Each pre-built capability is also draggable directly onto the canvas, and clicking a capability edge in the graph opens that capability (and any siblings on the same edge) in the Capability Editor.

Beyond auto-copying the attached pack’s own capabilities into the role (see Capabilities), the editor also cross-suggests neighbouring things in both directions:

  • Attaching a pack opens the Templates panel and briefly glows capabilities (from other packs or the built-in template library) whose domains overlap the just-attached pack — so you see what else is available against the same domain.
  • Adding a capability with a new domain opens the Content Packs panel and briefly glows any packs whose capabilities overlap that domain — so you see whether attaching a whole pack would be a better shortcut than writing capabilities one at a time.

These cross-suggestions don’t auto-apply — they’re nudges.

  • Capabilities the provider defines can’t be deleted from the UI. The backend merges the provider’s base capabilities back in on every save regardless of what’s in the role YAML — so the editor blocks deletes of those names rather than letting you author something the server will silently undo.
  • Risk Posture and Access Review panels are mutually exclusive with the editing panels. Opening either of those closes (and remembers) whatever editing panels were open; closing them restores the stack.

Save fires a single API call — create for a new role, an only-changed-fields update for an existing one.

The editor polls the role + provider state while open. If another operator edits the same role in parallel, the header surfaces a “modified externally” marker and a Data changed button next to Save, and Save itself is blocked until the divergence is reconciled. Clicking Data changed:

  • No conflict (their edits are disjoint from yours): the remote update auto-applies under you, your edits stay intact, and Save unblocks.

[Exercise 1]: Quote the role editor text word for word, starting at "Each pre-built capability" and ending at "the Capability Editor.".
[Exercise 2]: Write the next part of the role editor text, picking up after its last sentence.

[Source information]:
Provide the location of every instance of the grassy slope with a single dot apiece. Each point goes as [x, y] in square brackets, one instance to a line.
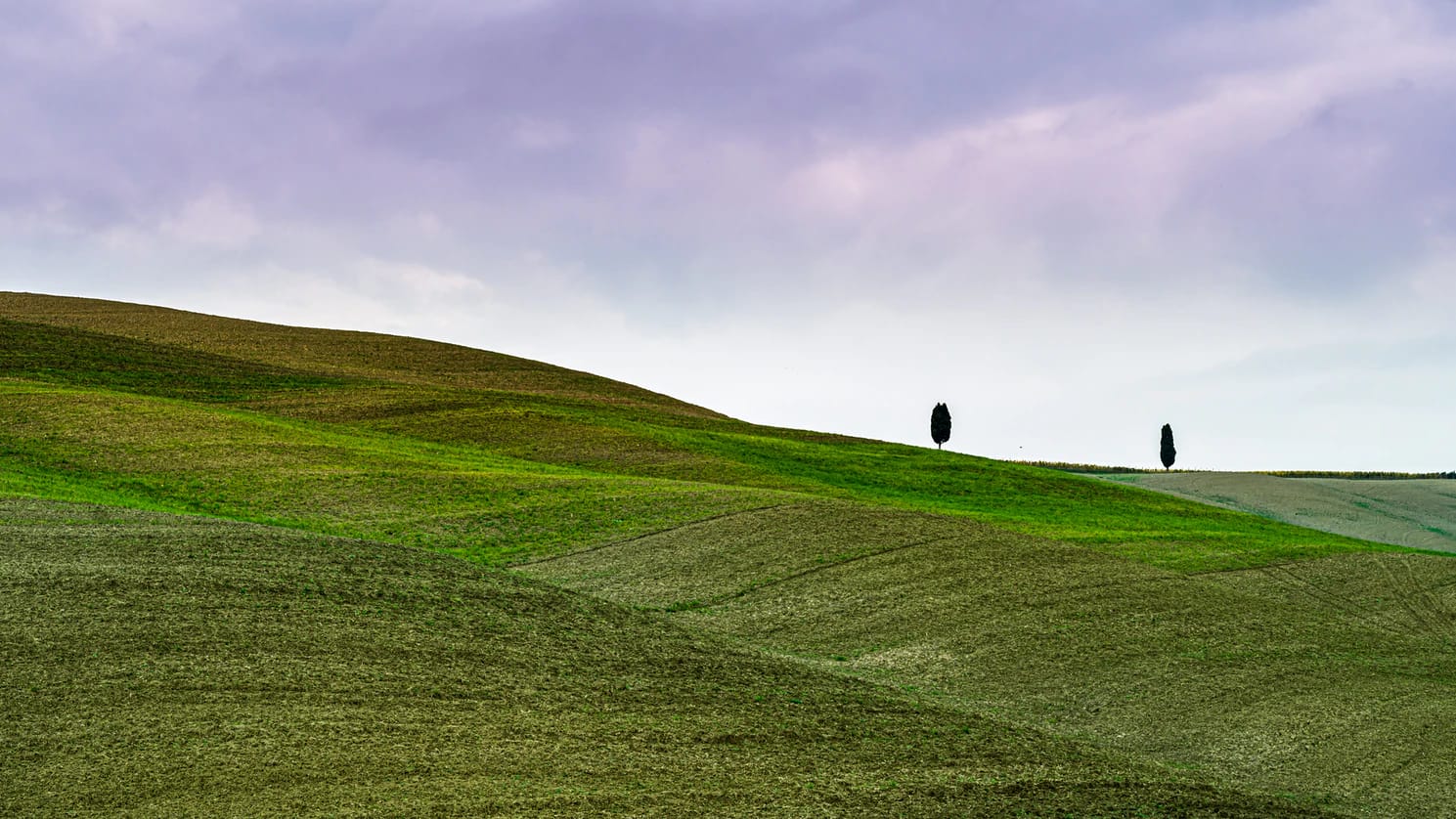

...

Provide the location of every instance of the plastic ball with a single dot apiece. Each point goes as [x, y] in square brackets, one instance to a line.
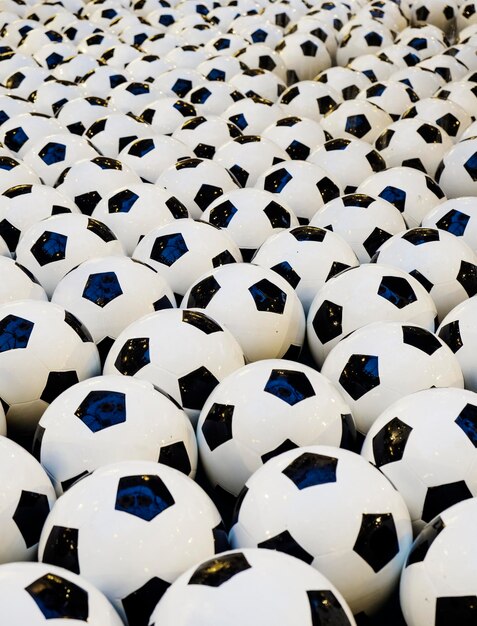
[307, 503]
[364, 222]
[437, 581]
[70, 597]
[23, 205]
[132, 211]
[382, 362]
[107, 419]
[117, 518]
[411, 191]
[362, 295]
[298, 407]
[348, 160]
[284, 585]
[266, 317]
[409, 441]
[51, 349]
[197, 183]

[Answer box 1]:
Each pre-built capability is also draggable directly onto the canvas, and clicking a capability edge in the graph opens that capability (and any siblings on the same edge) in the Capability Editor.

[Answer box 2]:
  • Conflict (you both touched the same fields or capability names): a ConflictResolver opens with a three-way diff — your local change, the remote change, the common ancestor. Pick per-field which side wins; the merged result becomes the new baseline and Save unblocks.

The role editor canvas also has an Access Review panel (bottom slide-up, opened from the Shield icon next to the Risk Posture button). It’s the workflow for closing the loop on real-world agent traffic.

The panel queries the role’s recent HTTP requests through the proxy and aggregates them by (method, destination, path, decision):

  • A row for every distinct request the agent attempted, with count (how often), last-seen timestamp, and the policy decision (allow or deny — with the deny reason).
  • Filter by decision, search by domain / method / path / capability / reason, sort by count or recency or destination.
  • Each denied row has a + Add capability button that produces a capability skeleton matching the destination, the method, and the path, and inserts it into the role’s inline YAML. From there you can refine the path patterns, add a schema, attach budget counters, and save — turning a stream of repeated denies into an explicit admission.

A custom time range narrows what the panel aggregates over.